> _Texte fourni_
>>>>

Cartoon : L'animation sans peine, Preston Blair, traduit par Juliane Regler, 2016, Eyrolles
Cuphead relève le défi d'animer un jeu vidéo en utilisant certaines des techniques les plus éprouvées de l'animation traditionnelle. Pour ceux que cet art si particulier intéresse, le livre de Preston Blair constitue une bonne source d'informations. (Audric Gueidan, Commission Jeux de l'ABF)
Maîtriser les techniques d'animation des grands maîtres du dessin animé est toujours aujourd'hui un préalable indispensable à l'apprentissage des jeunes dessinateurs, y compris pour l'animation moins traditionnelle qu'est la 3D, par exemple. Célèbre animateur passé par les studios Disney (Fantasia, Bambi...) et Tex Avery, Preston Blair donne ici un cours sur le dessin des personnages, des corps et du mouvement, en mettant l'accent sur la perspective, la physionomie et les émotions, la synchronisation de la caméra, du personnage et du son, le traitement des arrière-plans et l'élaboration des storyboards. Il répertorie également les erreurs les plus habituelles à éviter quand on fait bouger (courir, danser, tomber...) un personnage.

<<<<

Entrées de données enregistrées:
>>>>

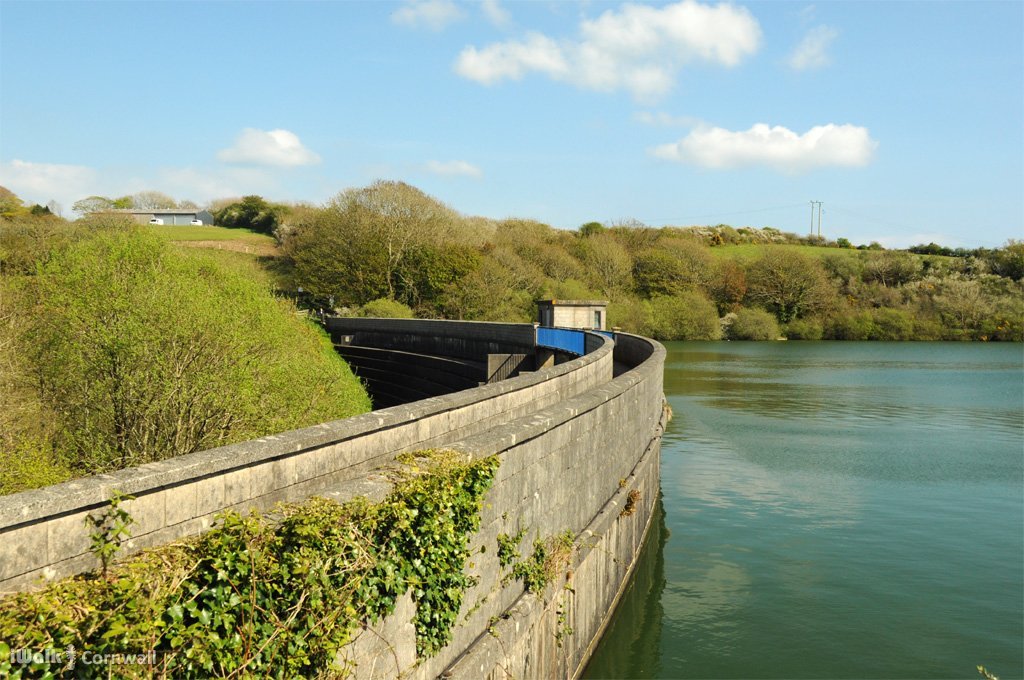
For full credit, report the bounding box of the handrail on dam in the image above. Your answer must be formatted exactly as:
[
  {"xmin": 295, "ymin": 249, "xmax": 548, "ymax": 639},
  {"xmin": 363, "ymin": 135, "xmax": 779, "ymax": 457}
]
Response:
[{"xmin": 0, "ymin": 318, "xmax": 666, "ymax": 680}]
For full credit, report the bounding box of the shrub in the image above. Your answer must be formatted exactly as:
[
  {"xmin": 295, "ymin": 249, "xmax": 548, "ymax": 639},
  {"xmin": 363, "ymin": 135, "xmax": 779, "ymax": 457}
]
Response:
[
  {"xmin": 359, "ymin": 298, "xmax": 414, "ymax": 318},
  {"xmin": 785, "ymin": 316, "xmax": 824, "ymax": 340},
  {"xmin": 867, "ymin": 307, "xmax": 913, "ymax": 340},
  {"xmin": 22, "ymin": 229, "xmax": 370, "ymax": 474},
  {"xmin": 727, "ymin": 308, "xmax": 779, "ymax": 340},
  {"xmin": 647, "ymin": 292, "xmax": 722, "ymax": 340},
  {"xmin": 824, "ymin": 311, "xmax": 873, "ymax": 340}
]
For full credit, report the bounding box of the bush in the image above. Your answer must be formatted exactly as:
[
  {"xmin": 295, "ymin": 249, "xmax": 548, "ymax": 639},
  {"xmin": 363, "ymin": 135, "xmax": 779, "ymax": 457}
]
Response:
[
  {"xmin": 608, "ymin": 298, "xmax": 653, "ymax": 335},
  {"xmin": 726, "ymin": 308, "xmax": 779, "ymax": 340},
  {"xmin": 824, "ymin": 311, "xmax": 874, "ymax": 340},
  {"xmin": 867, "ymin": 308, "xmax": 914, "ymax": 340},
  {"xmin": 22, "ymin": 229, "xmax": 370, "ymax": 474},
  {"xmin": 785, "ymin": 317, "xmax": 824, "ymax": 340},
  {"xmin": 359, "ymin": 298, "xmax": 415, "ymax": 318},
  {"xmin": 646, "ymin": 292, "xmax": 722, "ymax": 340}
]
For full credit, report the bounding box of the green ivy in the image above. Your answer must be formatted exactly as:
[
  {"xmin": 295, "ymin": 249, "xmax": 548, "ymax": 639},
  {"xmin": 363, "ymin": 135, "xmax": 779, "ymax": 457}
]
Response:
[
  {"xmin": 0, "ymin": 452, "xmax": 498, "ymax": 678},
  {"xmin": 512, "ymin": 529, "xmax": 574, "ymax": 593},
  {"xmin": 498, "ymin": 529, "xmax": 526, "ymax": 568}
]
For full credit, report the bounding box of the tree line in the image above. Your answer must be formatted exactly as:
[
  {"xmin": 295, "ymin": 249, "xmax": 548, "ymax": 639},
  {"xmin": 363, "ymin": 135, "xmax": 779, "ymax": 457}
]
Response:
[
  {"xmin": 0, "ymin": 201, "xmax": 371, "ymax": 493},
  {"xmin": 260, "ymin": 181, "xmax": 1024, "ymax": 341}
]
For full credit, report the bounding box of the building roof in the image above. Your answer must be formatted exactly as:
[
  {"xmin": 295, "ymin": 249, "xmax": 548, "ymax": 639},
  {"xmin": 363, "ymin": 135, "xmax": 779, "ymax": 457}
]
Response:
[
  {"xmin": 110, "ymin": 208, "xmax": 210, "ymax": 215},
  {"xmin": 536, "ymin": 300, "xmax": 608, "ymax": 307}
]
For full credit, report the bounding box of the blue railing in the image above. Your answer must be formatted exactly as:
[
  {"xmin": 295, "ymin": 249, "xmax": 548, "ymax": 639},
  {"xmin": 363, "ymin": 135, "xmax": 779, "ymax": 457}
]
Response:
[{"xmin": 537, "ymin": 326, "xmax": 587, "ymax": 356}]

<<<<

> _Consignes_
a) Pour chaque affirmation, dites si elle concorde avec le texte sur le livre de Preston Blair : (i) Preston Blair a travaillé pour les studios Disney ; (ii) le livre a été traduit par Audric Gueidan ; (iii) d'après le texte, les techniques de l'animation traditionnelle ne concernent pas l'animation en 3D. Répondez par oui ou non et citez les mots du texte qui le prouvent.
b) Reproduisez fidèlement un extrait du texte sur le livre de Preston Blair, en partant des mots "Maîtriser les techniques" et en vous arrêtant après "tomber...) un personnage.".

> _Réponses ci-dessous_
a)
(i) Oui : « Célèbre animateur passé par les studios Disney (Fantasia, Bambi...) et Tex Avery »
(ii) Non : « traduit par Juliane Regler »
(iii) Non : « y compris pour l'animation moins traditionnelle qu'est la 3D »

b)
Maîtriser les techniques d'animation des grands maîtres du dessin animé est toujours aujourd'hui un préalable indispensable à l'apprentissage des jeunes dessinateurs, y compris pour l'animation moins traditionnelle qu'est la 3D, par exemple. Célèbre animateur passé par les studios Disney (Fantasia, Bambi...) et Tex Avery, Preston Blair donne ici un cours sur le dessin des personnages, des corps et du mouvement, en mettant l'accent sur la perspective, la physionomie et les émotions, la synchronisation de la caméra, du personnage et du son, le traitement des arrière-plans et l'élaboration des storyboards. Il répertorie également les erreurs les plus habituelles à éviter quand on fait bouger (courir, danser, tomber...) un personnage.